▶ **Selected extract**:
How to fix timeless execution in cypher query - Neo4j Graph Database? - json

I'm dealing with the import of Common Weakness Enumeration Catalog (.json file) to the Neo4j Graph Database, using cypher language query and the apoc library. Although i import properly the fields: Weaknesses, Views, External_References, i have an execution problem (without any error) with the import of the field: Categories which is executing without ending. Below i present the structure of .json file and my cypher code.

▶ **Directive 1**:
Answer these questions about the Neo4j import question:
(a) Which library is used together with the cypher query language?
(b) Which field has an import that keeps executing without ending?
(c) In what file format is the Common Weakness Enumeration Catalog?
The listing that follows is unrelated to the Neo4j import text.

▶ **Extracted data**:
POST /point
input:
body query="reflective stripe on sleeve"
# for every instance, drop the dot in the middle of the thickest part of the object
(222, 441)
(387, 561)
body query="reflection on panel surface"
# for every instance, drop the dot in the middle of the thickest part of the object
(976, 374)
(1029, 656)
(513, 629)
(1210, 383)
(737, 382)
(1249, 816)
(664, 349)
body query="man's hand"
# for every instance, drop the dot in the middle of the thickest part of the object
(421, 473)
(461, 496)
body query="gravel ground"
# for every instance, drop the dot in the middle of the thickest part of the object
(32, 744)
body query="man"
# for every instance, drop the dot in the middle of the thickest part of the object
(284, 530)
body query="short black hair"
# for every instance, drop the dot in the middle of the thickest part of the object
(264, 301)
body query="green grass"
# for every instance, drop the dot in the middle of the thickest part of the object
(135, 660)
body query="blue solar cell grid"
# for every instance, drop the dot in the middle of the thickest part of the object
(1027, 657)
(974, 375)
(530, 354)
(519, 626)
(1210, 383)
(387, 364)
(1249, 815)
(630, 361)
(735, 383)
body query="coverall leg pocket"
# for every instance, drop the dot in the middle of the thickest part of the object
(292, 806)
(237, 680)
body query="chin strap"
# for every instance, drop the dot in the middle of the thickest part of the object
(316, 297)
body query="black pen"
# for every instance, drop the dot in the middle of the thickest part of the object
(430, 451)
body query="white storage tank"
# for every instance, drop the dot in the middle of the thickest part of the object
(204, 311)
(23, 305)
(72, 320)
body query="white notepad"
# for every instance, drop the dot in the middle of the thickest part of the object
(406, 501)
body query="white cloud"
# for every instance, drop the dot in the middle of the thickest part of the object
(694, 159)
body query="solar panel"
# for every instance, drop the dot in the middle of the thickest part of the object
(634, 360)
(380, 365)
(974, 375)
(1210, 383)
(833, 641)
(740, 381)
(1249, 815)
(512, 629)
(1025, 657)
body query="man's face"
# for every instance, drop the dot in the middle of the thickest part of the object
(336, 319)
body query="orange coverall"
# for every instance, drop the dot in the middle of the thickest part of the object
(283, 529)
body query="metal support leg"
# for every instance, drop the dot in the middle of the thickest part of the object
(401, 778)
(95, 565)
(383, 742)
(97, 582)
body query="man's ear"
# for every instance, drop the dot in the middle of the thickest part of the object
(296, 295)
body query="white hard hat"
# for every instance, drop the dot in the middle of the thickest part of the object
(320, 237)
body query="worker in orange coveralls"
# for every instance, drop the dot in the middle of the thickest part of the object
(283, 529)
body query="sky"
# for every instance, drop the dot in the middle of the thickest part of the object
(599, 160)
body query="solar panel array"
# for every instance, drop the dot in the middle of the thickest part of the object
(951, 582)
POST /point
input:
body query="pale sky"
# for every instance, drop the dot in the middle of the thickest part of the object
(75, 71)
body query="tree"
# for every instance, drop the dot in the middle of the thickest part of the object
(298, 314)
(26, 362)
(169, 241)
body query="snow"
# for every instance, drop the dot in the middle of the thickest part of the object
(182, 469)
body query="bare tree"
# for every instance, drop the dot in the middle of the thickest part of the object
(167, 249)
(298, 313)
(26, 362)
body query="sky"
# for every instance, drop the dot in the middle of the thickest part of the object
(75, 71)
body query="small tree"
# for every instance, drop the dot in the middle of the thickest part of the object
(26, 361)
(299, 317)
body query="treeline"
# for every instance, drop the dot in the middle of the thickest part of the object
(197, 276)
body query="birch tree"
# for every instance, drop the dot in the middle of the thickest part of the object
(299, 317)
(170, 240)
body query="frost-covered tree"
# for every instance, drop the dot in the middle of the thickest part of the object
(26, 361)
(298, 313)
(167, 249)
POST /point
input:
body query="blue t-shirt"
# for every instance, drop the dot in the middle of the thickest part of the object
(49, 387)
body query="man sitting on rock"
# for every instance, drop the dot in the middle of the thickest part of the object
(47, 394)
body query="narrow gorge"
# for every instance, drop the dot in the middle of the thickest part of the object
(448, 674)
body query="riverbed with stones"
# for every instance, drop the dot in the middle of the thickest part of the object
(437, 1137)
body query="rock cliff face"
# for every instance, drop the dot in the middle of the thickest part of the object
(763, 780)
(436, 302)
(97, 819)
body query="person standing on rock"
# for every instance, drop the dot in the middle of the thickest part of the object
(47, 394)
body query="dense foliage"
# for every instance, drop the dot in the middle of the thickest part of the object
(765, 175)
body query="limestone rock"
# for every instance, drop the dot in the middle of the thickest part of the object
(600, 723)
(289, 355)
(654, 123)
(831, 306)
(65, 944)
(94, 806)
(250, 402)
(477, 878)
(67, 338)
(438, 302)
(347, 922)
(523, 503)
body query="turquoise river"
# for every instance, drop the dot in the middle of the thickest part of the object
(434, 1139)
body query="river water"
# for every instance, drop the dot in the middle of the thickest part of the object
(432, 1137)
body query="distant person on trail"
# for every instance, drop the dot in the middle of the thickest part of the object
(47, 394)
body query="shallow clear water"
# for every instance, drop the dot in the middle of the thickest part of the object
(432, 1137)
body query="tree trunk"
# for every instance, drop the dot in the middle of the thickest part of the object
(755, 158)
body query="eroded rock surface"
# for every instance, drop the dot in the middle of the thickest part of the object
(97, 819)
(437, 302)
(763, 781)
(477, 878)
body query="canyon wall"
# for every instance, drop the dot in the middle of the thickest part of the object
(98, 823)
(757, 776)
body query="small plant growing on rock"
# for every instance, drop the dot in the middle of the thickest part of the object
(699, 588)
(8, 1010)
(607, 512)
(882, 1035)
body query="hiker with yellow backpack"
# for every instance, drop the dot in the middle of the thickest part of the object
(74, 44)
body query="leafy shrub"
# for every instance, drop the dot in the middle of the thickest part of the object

▶ **Directive 2**: Select every line of the listing above that contains the string "person", taking case into account.

▶ **Full solution 1**:
(a) The apoc library.
(b) Categories.
(c) A .json file.

▶ **Full solution 2**:
body query="person standing on rock"
body query="distant person on trail"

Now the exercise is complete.